> **What you have to do**
Return the full listing character for character, without its pictures.

> **Provided information**
*** Block opens ***
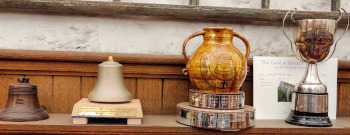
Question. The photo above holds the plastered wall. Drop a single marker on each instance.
(148, 35)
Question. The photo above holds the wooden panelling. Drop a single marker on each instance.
(117, 9)
(149, 91)
(66, 92)
(174, 91)
(343, 100)
(156, 80)
(5, 81)
(45, 90)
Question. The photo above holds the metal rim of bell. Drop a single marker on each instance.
(229, 101)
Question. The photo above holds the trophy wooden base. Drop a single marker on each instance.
(84, 110)
(309, 119)
(229, 101)
(224, 120)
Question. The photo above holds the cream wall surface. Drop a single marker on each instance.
(149, 35)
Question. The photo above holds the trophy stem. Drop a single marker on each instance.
(310, 100)
(311, 73)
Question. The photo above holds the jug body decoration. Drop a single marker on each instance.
(217, 70)
(217, 66)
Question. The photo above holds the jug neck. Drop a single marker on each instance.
(218, 35)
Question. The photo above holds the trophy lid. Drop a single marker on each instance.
(23, 83)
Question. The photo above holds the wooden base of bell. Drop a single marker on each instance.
*** Block closes ***
> **Answer box**
Question. The photo above holds the plastered wall. Drop a single marker on each instance.
(148, 35)
Question. The photo above holds the wooden panelling. Drop a single marker on each instance.
(117, 9)
(149, 91)
(66, 92)
(174, 91)
(343, 100)
(156, 80)
(5, 81)
(45, 90)
Question. The photo above holds the metal rim of bell. Drop a single marker on each instance.
(229, 101)
Question. The photo above holds the trophy wooden base. Drop a single marker on each instance.
(84, 110)
(309, 119)
(229, 101)
(224, 120)
Question. The photo above holds the cream wall surface. Drop a single marker on each instance.
(149, 35)
Question. The photo above holds the trophy stem. Drop a single marker on each instance.
(310, 100)
(311, 73)
Question. The photo above holds the jug body decoration. Drop a single marker on each instance.
(217, 70)
(217, 66)
Question. The photo above holds the jug neck. Drop a single marker on each instance.
(218, 35)
Question. The photo above holds the trophy lid. Drop a single marker on each instance.
(23, 83)
Question. The photo above holds the wooden base of bell. Drop a single marker on each instance.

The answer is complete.